GOAL OF THE EXERCISE =
Rewrite the rows from the first line through the line containing "(63, 162), (196, 281)", replacing "crib" with "cot" and leaving everything else unchanged.

SOURCE DATA =
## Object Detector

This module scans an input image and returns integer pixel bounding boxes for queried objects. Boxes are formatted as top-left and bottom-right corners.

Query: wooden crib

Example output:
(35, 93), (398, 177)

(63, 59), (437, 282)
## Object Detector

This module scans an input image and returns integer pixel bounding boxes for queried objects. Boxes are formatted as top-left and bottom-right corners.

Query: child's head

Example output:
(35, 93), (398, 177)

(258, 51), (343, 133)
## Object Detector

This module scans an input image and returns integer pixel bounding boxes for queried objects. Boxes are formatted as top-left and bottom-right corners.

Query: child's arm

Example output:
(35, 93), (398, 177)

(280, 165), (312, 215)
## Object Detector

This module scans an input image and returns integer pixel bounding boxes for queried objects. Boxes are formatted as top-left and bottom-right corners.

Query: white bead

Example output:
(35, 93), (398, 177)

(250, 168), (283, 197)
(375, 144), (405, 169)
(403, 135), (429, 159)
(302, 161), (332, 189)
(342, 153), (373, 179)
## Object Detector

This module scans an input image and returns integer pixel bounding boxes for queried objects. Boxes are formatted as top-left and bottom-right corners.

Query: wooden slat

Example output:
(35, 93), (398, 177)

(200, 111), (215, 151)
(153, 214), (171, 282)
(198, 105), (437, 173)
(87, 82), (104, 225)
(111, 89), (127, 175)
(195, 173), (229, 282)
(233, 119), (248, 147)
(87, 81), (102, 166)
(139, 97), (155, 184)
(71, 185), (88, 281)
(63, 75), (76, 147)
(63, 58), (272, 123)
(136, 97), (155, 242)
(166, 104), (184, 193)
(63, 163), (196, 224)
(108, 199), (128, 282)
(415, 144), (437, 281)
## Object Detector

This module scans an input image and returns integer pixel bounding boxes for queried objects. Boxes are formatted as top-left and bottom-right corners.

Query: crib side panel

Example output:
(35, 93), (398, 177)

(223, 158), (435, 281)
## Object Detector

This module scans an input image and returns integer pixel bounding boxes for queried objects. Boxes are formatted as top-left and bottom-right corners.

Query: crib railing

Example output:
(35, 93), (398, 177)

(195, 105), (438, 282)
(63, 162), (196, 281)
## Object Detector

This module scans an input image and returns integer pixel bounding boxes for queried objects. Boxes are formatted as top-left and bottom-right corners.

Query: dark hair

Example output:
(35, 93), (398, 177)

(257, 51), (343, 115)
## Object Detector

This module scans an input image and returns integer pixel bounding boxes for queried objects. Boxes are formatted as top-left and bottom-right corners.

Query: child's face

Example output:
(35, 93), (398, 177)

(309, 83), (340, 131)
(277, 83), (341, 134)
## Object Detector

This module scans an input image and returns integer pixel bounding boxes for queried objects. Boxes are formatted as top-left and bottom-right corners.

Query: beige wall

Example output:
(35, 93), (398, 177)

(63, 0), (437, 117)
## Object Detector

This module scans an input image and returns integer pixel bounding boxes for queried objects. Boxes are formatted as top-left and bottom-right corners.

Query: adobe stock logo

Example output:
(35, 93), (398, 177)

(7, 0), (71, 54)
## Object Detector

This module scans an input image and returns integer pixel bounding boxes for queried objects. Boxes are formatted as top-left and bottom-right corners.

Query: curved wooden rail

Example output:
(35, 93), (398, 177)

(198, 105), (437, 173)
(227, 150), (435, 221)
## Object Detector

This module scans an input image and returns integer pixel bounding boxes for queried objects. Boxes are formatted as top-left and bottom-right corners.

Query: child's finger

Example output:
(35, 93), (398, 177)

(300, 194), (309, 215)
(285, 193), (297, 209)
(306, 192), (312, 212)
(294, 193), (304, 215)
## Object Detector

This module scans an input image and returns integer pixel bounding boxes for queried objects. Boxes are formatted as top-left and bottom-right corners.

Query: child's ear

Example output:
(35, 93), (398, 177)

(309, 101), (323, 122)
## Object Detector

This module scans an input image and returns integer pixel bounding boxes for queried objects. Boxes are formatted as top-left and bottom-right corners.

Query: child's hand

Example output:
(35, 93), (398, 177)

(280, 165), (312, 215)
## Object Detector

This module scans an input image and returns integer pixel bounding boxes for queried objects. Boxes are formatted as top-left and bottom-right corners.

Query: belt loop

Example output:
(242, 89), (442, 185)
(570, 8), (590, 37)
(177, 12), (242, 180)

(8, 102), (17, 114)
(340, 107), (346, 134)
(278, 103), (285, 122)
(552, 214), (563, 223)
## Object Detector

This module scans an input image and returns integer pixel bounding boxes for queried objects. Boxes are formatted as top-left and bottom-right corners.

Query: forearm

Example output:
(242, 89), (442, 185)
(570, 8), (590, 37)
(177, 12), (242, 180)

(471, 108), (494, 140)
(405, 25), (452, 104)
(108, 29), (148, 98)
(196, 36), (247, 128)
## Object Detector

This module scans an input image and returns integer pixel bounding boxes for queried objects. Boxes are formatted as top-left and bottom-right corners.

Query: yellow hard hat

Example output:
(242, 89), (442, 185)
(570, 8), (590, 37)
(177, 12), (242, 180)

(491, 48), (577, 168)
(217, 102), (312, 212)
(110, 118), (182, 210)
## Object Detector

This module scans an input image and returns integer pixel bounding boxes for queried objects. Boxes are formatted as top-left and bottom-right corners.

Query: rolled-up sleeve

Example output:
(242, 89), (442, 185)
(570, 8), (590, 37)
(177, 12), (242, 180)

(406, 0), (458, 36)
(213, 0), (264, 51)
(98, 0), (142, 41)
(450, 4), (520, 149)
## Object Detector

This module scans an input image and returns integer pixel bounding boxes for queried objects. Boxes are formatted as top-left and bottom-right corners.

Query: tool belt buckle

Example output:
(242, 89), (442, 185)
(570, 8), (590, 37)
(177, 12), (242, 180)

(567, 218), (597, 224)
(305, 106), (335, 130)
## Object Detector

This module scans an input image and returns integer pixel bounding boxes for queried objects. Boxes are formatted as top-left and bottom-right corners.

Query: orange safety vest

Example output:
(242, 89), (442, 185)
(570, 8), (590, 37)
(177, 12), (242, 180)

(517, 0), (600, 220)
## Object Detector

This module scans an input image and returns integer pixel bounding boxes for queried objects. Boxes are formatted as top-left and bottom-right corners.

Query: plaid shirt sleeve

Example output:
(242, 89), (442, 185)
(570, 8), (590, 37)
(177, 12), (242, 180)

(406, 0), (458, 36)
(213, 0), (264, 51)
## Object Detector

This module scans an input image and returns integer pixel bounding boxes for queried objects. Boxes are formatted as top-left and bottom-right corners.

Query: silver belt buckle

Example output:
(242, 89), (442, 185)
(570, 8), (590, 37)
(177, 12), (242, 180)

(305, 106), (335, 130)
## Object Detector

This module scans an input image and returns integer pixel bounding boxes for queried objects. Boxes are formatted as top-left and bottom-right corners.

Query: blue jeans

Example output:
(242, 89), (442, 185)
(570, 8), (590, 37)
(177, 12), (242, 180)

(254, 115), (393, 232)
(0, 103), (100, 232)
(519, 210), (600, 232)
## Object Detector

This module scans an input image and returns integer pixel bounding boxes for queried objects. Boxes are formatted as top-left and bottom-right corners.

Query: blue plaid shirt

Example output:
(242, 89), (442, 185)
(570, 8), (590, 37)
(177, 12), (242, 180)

OUTPUT OF THE EXERCISE =
## Object Detector

This module scans an input image and returns integer pixel bounding boxes for queried objects. Boxes are formatted as top-left and bottom-right corners.

Query: wooden cot

Example output:
(35, 93), (398, 177)

(63, 59), (437, 282)
## Object Detector

This module scans an input image and returns integer pixel bounding boxes for queried objects. Boxes are formatted as top-left and bottom-right corners.

Query: child's head

Example output:
(35, 93), (398, 177)

(258, 51), (343, 133)
## Object Detector

This module scans an input image and returns integer pixel bounding boxes for queried objects. Boxes are formatted as top-left and bottom-right corners.

Query: child's arm

Example output:
(35, 93), (398, 177)

(280, 165), (312, 215)
## Object Detector

This module scans an input image and returns integer pixel bounding boxes for queried objects. Boxes are formatted as top-left and bottom-right corners.

Query: white bead

Example output:
(35, 93), (398, 177)

(250, 168), (283, 197)
(375, 144), (405, 169)
(403, 135), (429, 159)
(302, 161), (332, 189)
(342, 153), (373, 179)
## Object Detector

This module scans an input image and returns integer pixel bounding boxes for queried objects. Boxes are formatted as top-left and bottom-right corners.

Query: wooden slat

Example output:
(35, 93), (398, 177)

(200, 111), (215, 151)
(153, 214), (171, 282)
(198, 105), (437, 173)
(87, 82), (104, 225)
(111, 89), (127, 175)
(195, 173), (229, 282)
(233, 119), (248, 147)
(87, 81), (102, 166)
(139, 97), (155, 184)
(71, 185), (88, 281)
(63, 75), (76, 147)
(63, 58), (272, 123)
(136, 97), (155, 242)
(166, 104), (184, 193)
(63, 163), (196, 224)
(108, 199), (128, 282)
(415, 144), (437, 281)
## Object Detector

This module scans an input image and returns integer pixel bounding boxes for queried objects. Boxes are formatted as top-left and bottom-right corners.

Query: cot side panel

Example output:
(35, 93), (398, 177)

(223, 158), (435, 281)
## Object Detector

This module scans an input image and returns integer pixel bounding boxes for queried objects. Boxes are formatted as top-left and bottom-right corners.

Query: cot railing

Example output:
(35, 93), (398, 177)

(195, 105), (438, 282)
(63, 162), (196, 281)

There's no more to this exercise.